SET EXERCISE: Copy the items below verbatim, beginning with the line that contains "Pop quiz! Can you mark the lake" and continuing through the last line of the items.

INPUT FOR THIS TASK:
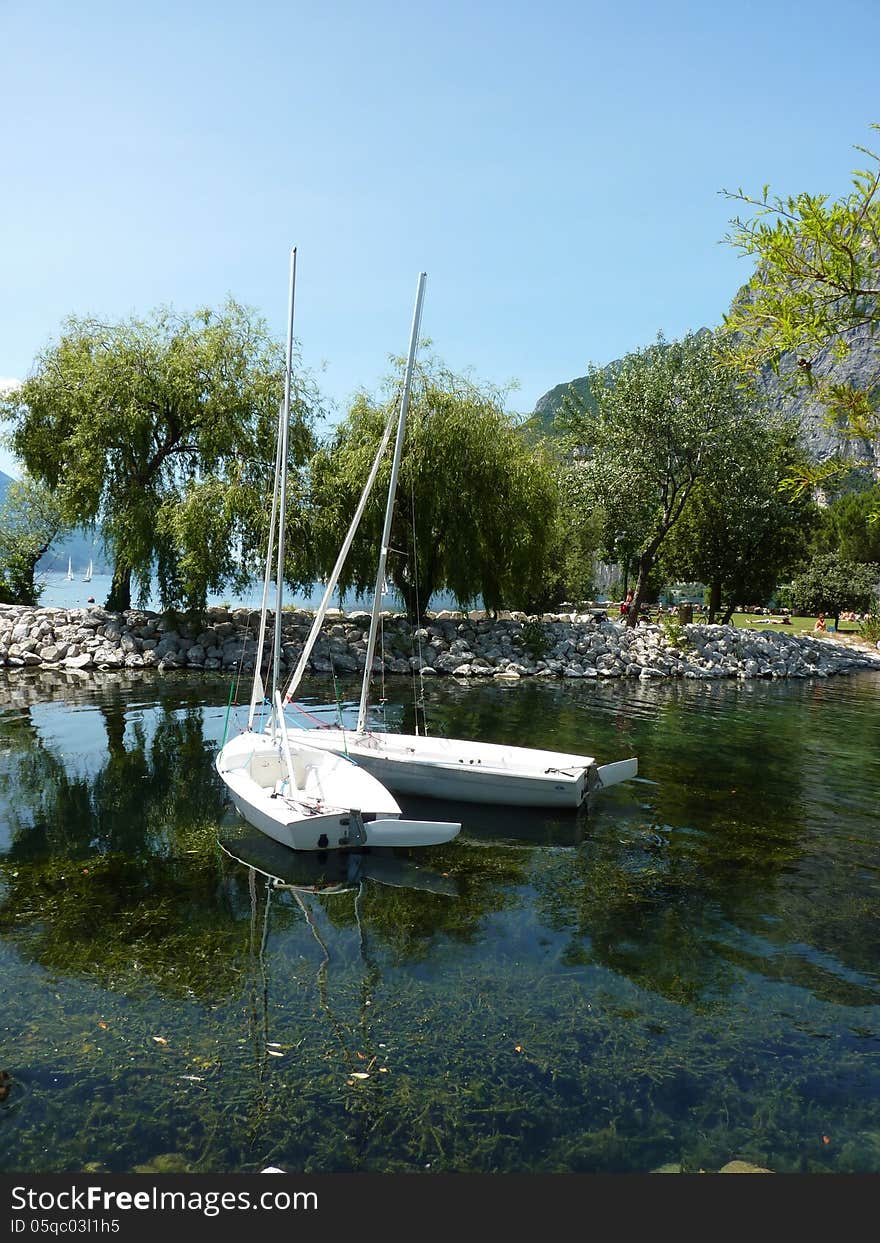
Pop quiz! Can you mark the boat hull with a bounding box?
[215,732,461,850]
[278,727,638,808]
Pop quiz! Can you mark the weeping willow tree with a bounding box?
[0,300,318,609]
[305,358,558,619]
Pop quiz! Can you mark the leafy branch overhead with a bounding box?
[722,126,880,492]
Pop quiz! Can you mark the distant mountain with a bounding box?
[529,327,880,477]
[0,471,113,578]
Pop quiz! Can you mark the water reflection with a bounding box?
[0,671,880,1171]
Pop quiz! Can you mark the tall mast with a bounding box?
[271,246,296,720]
[247,401,285,730]
[358,272,428,733]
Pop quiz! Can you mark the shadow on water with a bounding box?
[0,671,880,1172]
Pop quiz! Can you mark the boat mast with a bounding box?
[285,400,394,704]
[272,246,296,725]
[247,401,285,730]
[357,272,428,733]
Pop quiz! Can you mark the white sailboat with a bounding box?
[283,272,639,808]
[215,249,461,850]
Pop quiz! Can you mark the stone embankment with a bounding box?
[0,605,880,680]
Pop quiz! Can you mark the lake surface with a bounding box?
[0,670,880,1173]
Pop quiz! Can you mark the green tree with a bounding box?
[557,333,749,626]
[723,126,880,491]
[0,475,70,604]
[2,300,317,609]
[824,487,880,562]
[791,553,880,626]
[661,422,818,623]
[311,359,558,618]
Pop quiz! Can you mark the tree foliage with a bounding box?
[823,487,880,562]
[4,300,317,609]
[661,413,818,622]
[0,475,70,604]
[791,553,880,623]
[723,126,880,491]
[557,333,749,625]
[305,359,558,618]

ANSWER TO THIS EXERCISE:
Pop quiz! Can you mark the lake surface with a bounding box?
[0,670,880,1173]
Pop quiz! Can you mark the green tree with a bounding box?
[557,333,749,626]
[723,126,880,491]
[0,475,70,604]
[2,300,317,609]
[824,487,880,562]
[791,553,880,626]
[661,422,818,623]
[311,359,558,618]
Pop quiz! Can you mark the tree foliage with a bounding box?
[823,487,880,562]
[4,300,317,609]
[661,413,818,622]
[0,475,70,604]
[791,553,880,623]
[723,126,880,491]
[557,333,749,625]
[305,359,558,618]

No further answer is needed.